# Best Full-Suspension Mountain Bikes Under $2000?



## TheWhiteFang (Feb 28, 2016)

I'm a newbie and really into mountain biking. After learning the hard way about cheap bikes (got 'em at Walmart and broke all of them, fixed each one around 3 times, and they all broke, _again!_), I've decided to upgrade. I have saved up my money and I want buy myself some kind of* all-mountain/trial bike that is under $2k after sales (130mm+ suspension)*.

So far:

Breezer Repack Expert/Pro

Giant Stance/Trance

Diamondback Mission 1

Diamondback Sortie 1/2/3

Specialized Rhyme FSR Comp

Specialized Camber / Camber Comp / Camber Grom

Specialized Stumpjumper FSR Comp

Best places to buy a bike? I've been thinking about REI, Nashbar, PricePoint, and JensonUSA - all have pretty good deals, but is there any possible way I can get a bike even cheaper?

*Any recommendations? Thanks. *


----------



## JDuhr (Feb 29, 2016)

Just out of curiosity, what do you have against hard tails? Seems like due to your age, and potential for growth, a hard tail might be the way to go.

Anyways, I would recommend either the Trek Fuel EX series, or the Specialized Camber series. Trek makes a Fuel EX 5 priced at $1999. Usually trek starts there closeout sales in June or July, if you are willing to wait that long. It may save your $2-300 or more.

Specialized then makes the Camber 29 or 650b for a price of $1900. 

Both are great and reputable bikes for under 2K.

As far as best place to buy - do you have a local bike store/retailer? I would start there first.


----------



## Danibee (Dec 24, 2015)

What are you planning to do with it? Consider the type of riding you will be doing before making your short list of potential bikes. Visit the shops in your area and ride some bikes that suit what type of riding you plan on doing and then get your bike and ride.


----------



## TheWhiteFang (Feb 28, 2016)
━━━━━━━━━━━━━━━━
> Problems to solve:
1. In the forum thread, what price does the reply recommending Trek give for the Fuel EX 5?
2. Pick out every row that contains the string "queried", copying each one in full.
The rows are unrelated to the forum thread.
━━━━━━━━━━━━━━━━
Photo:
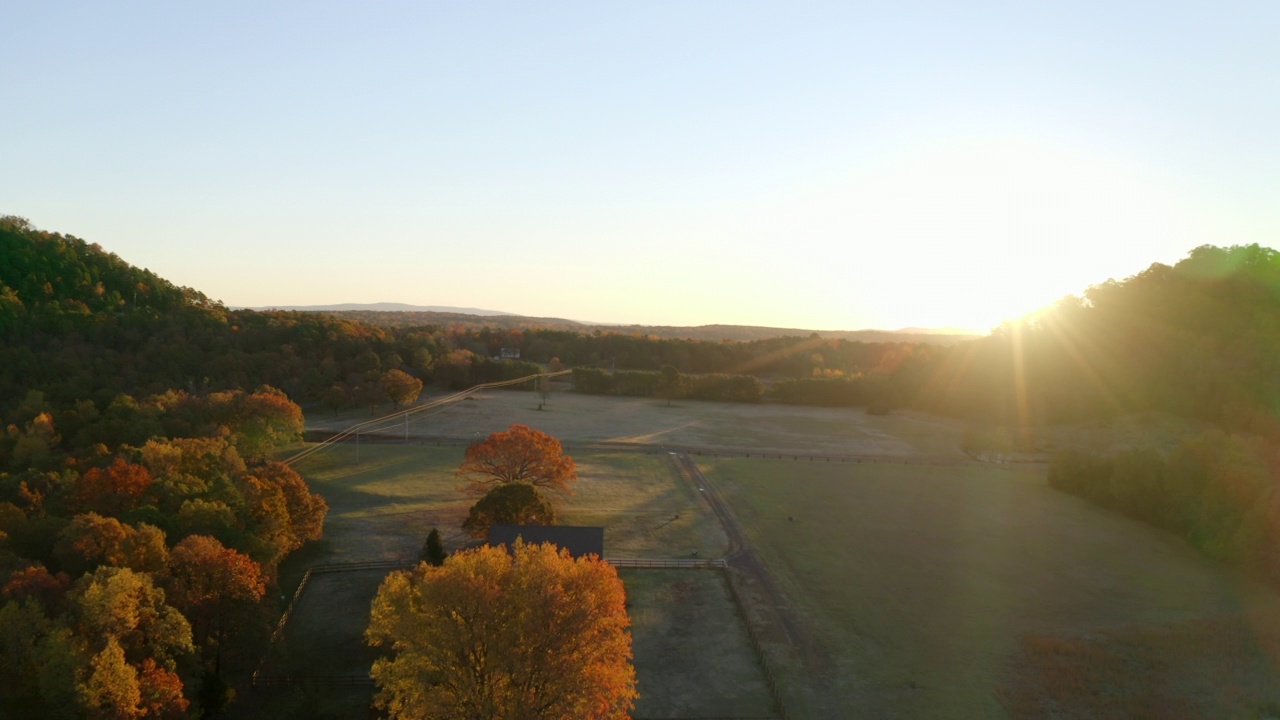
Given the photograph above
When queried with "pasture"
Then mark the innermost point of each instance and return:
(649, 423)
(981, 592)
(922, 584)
━━━━━━━━━━━━━━━━
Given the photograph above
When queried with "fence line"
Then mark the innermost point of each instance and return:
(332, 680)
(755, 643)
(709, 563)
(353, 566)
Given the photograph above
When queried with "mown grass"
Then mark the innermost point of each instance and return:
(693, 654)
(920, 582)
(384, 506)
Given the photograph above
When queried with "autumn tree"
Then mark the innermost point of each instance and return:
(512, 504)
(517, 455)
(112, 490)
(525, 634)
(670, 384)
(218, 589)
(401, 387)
━━━━━━━━━━━━━━━━
> Responses per task:
1. $1999

2.
When queried with "pasture"
When queried with "fence line"
When queried with "mown grass"
When queried with "autumn tree"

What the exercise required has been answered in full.